> [SET EXERCISE]: Print word for word everything from the line containing "Where can the rock outcrop" down to the final line, including both.

— start —

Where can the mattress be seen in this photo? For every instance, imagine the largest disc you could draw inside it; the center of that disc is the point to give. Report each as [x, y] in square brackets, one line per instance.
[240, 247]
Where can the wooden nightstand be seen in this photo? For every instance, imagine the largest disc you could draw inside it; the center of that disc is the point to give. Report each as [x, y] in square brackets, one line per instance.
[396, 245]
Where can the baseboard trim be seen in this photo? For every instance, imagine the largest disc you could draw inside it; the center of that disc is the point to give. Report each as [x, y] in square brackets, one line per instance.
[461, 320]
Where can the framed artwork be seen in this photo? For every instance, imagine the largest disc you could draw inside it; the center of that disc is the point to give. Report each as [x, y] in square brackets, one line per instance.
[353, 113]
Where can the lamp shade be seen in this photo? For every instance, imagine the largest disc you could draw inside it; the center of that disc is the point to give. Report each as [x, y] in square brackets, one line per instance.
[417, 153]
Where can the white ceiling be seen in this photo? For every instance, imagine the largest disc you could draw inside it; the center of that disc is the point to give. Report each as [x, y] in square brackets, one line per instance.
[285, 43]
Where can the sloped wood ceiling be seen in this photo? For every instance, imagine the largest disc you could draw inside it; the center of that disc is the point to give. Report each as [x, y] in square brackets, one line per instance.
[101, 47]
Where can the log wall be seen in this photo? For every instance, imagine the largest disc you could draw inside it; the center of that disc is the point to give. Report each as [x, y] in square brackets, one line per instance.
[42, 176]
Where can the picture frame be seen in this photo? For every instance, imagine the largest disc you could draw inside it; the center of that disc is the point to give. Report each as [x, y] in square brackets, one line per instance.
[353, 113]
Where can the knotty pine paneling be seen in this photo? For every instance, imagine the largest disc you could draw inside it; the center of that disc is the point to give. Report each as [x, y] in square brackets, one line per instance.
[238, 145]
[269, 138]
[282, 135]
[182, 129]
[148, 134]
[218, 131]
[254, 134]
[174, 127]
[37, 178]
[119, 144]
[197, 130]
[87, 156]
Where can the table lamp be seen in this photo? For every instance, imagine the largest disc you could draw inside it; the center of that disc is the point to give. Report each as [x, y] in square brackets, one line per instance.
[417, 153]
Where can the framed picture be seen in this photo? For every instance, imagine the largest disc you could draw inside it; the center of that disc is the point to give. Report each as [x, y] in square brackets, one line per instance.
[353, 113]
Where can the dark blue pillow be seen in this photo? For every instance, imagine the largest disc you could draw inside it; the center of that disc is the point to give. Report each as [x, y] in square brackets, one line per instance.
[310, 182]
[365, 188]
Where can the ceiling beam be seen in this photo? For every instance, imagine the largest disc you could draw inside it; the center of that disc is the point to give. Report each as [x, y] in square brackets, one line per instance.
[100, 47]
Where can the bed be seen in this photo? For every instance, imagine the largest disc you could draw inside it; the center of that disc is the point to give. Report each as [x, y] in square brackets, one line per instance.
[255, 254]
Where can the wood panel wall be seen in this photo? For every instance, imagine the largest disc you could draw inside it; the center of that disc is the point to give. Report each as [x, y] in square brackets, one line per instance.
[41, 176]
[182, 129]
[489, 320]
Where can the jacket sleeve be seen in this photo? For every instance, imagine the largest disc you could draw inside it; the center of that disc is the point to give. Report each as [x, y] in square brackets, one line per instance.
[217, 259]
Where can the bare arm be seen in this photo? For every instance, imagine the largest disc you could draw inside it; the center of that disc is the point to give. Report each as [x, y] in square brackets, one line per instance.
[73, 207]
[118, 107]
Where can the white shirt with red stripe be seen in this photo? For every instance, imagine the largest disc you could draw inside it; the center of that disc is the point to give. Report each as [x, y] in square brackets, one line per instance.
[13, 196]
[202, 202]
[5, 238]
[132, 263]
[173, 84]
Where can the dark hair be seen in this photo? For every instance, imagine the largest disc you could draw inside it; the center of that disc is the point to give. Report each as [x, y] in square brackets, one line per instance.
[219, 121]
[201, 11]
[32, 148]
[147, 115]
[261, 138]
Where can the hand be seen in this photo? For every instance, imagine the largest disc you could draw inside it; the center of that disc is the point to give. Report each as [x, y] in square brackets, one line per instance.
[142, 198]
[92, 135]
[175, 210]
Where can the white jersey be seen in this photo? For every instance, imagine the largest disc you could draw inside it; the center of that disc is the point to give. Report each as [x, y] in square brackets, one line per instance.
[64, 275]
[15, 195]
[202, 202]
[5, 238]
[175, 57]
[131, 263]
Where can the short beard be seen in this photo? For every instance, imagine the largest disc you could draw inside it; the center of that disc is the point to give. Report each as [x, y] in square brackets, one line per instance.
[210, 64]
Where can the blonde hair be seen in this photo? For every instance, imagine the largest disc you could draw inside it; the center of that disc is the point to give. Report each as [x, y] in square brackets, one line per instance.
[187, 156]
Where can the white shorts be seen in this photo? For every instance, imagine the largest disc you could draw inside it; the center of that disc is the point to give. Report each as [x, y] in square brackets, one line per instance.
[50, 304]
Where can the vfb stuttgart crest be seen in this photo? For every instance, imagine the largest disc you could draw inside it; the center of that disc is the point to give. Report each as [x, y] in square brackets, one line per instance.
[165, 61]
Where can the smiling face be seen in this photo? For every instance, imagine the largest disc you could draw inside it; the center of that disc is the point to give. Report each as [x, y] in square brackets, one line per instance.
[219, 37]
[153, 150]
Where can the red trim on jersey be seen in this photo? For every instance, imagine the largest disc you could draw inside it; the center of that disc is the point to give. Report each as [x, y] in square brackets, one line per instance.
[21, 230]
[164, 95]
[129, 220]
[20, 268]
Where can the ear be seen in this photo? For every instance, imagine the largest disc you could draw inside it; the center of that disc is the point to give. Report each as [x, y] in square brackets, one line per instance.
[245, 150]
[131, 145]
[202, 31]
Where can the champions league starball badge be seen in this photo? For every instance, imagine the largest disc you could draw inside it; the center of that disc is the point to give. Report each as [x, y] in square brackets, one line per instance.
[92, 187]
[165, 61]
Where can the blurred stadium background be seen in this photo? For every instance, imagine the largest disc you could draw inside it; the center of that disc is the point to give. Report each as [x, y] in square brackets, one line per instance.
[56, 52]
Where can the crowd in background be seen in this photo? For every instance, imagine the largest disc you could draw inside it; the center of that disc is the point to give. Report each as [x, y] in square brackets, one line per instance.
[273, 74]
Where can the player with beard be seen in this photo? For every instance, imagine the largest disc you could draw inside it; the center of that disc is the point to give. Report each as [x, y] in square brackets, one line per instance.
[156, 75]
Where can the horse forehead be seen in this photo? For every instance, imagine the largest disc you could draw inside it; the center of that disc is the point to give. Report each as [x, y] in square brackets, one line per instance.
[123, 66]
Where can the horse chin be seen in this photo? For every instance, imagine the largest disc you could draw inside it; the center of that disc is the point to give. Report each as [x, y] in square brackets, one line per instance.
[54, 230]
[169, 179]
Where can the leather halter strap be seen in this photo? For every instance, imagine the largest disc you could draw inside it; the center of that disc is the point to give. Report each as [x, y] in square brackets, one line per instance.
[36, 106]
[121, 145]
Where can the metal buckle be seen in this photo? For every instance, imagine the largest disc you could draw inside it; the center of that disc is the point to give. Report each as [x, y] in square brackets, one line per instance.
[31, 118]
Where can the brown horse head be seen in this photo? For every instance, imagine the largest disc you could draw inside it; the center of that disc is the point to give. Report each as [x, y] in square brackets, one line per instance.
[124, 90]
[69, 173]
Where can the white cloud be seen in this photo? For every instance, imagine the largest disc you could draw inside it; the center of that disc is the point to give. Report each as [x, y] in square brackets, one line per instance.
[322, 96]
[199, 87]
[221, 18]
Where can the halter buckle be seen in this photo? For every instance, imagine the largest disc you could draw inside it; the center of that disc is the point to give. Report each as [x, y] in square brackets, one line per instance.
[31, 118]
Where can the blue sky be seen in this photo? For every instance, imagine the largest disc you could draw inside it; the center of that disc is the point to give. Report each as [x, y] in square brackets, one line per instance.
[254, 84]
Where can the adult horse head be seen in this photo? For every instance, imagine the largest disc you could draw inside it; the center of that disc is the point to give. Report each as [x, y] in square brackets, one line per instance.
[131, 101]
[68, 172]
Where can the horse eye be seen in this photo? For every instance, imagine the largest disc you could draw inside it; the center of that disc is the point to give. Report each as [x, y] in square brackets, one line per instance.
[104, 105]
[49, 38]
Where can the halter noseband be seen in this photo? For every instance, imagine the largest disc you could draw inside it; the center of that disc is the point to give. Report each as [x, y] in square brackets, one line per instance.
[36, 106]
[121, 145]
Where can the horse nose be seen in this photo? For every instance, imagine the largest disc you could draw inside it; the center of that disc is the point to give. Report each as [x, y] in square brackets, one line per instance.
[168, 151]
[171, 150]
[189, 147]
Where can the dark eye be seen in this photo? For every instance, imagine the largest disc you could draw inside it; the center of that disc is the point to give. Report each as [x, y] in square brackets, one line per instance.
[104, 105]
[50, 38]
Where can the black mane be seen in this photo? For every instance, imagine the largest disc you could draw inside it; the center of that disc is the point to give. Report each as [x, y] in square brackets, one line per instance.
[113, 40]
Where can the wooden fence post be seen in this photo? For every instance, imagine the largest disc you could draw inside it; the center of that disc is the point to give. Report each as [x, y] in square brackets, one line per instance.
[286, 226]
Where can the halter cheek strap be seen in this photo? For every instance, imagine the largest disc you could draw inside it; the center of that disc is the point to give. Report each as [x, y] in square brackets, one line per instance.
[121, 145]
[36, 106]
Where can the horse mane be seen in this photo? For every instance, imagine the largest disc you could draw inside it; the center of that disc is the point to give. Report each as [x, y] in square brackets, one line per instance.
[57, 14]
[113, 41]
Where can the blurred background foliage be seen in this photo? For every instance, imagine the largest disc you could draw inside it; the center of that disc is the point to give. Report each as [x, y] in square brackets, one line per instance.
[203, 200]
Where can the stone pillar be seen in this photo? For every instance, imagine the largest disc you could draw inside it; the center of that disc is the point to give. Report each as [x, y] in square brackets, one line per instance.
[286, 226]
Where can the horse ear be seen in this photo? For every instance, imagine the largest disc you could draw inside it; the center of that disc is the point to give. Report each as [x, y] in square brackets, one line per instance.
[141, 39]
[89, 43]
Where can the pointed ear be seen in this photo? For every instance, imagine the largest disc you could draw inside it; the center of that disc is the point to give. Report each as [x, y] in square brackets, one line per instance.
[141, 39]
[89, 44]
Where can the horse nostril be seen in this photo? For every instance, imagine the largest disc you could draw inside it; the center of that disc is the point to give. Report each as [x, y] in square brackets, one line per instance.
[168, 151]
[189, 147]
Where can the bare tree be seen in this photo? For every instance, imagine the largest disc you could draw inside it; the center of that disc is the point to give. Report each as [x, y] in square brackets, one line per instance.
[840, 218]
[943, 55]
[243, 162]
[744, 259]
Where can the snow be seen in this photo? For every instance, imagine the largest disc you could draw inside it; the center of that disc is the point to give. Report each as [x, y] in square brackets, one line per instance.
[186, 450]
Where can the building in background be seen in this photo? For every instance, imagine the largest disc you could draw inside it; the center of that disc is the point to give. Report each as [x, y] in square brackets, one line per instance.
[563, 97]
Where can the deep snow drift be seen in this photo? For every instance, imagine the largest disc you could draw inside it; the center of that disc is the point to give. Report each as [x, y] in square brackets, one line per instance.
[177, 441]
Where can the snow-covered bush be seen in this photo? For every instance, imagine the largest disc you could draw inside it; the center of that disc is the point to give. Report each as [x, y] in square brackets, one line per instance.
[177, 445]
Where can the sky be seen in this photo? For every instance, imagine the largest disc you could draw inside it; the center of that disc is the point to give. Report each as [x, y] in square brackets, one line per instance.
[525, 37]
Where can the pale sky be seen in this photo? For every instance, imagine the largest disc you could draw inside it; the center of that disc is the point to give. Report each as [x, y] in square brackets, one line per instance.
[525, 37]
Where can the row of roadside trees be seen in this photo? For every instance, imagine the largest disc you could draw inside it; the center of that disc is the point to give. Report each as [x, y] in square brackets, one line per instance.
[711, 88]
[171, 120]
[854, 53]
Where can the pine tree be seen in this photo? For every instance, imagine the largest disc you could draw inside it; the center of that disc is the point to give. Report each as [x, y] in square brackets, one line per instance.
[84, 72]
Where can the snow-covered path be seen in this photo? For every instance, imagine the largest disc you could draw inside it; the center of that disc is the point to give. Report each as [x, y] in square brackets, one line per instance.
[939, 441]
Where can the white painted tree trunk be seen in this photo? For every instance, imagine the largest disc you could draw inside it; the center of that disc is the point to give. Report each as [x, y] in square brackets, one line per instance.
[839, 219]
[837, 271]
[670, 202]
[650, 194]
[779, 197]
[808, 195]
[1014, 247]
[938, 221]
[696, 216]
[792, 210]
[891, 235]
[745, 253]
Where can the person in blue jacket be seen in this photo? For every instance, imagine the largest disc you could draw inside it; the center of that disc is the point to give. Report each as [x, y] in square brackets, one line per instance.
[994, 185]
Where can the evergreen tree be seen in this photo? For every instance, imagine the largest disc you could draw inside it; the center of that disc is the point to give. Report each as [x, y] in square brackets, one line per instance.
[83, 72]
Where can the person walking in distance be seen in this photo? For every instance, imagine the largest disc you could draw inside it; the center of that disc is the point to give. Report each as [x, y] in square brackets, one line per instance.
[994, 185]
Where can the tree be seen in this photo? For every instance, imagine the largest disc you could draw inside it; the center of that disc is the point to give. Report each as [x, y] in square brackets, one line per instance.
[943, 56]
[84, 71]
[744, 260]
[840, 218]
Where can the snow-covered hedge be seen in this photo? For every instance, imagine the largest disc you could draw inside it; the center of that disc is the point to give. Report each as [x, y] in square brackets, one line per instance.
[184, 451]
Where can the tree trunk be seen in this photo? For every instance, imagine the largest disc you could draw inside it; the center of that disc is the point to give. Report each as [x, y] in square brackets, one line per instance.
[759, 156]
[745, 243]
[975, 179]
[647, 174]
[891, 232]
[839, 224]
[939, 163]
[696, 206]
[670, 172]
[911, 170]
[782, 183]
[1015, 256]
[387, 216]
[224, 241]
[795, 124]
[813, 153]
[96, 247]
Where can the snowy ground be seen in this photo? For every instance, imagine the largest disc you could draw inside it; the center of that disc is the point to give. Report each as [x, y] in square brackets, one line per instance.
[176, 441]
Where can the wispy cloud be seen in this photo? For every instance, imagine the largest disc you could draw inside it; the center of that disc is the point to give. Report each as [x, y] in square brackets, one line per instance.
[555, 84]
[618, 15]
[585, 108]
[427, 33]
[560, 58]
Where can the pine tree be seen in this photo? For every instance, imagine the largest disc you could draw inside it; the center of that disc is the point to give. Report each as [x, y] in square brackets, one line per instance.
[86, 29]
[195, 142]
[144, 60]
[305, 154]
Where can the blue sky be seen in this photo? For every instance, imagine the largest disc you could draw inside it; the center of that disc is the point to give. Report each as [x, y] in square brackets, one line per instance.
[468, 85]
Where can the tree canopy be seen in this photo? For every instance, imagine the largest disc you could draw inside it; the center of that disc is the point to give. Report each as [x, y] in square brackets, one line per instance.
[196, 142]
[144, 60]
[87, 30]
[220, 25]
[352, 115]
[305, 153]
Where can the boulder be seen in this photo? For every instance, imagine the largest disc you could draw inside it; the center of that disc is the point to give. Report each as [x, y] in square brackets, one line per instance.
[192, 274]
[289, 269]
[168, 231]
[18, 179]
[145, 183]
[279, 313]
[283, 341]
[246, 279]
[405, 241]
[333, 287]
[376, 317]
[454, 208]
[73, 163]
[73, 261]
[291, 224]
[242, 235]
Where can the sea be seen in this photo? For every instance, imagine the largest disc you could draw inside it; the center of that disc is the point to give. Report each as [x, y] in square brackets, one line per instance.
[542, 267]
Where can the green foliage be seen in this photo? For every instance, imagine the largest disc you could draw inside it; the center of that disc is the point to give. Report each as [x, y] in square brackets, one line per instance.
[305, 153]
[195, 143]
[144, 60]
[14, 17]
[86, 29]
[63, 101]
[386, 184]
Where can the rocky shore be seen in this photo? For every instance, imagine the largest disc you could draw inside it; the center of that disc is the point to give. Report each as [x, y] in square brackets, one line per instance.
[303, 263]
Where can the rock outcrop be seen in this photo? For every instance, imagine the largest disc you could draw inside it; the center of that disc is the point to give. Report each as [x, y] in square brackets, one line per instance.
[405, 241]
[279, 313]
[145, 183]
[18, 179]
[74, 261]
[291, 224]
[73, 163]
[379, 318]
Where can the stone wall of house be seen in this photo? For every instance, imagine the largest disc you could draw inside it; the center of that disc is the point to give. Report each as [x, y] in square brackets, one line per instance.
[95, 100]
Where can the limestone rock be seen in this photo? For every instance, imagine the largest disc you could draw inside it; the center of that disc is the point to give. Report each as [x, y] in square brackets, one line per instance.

— end —

> [FULL OUTPUT]:
Where can the rock outcrop be seen in this photo? For every instance, imagine the largest disc you could draw inside it; the center of that disc is the point to give. Report each as [x, y] in square brackets, one line per instance.
[405, 241]
[279, 313]
[145, 183]
[18, 179]
[74, 261]
[291, 224]
[73, 163]
[379, 318]
Where can the stone wall of house be seen in this photo? For every instance, imagine the largest disc you could draw inside it; the center of that disc is the point to give. Report each as [x, y] in square brackets, one line per instance.
[95, 100]
Where can the limestone rock be seen in this photo? For every instance, imagine the largest disc you could draw inside it; the center of that disc is the point to give. Report each as [x, y] in square brackets, one line per instance.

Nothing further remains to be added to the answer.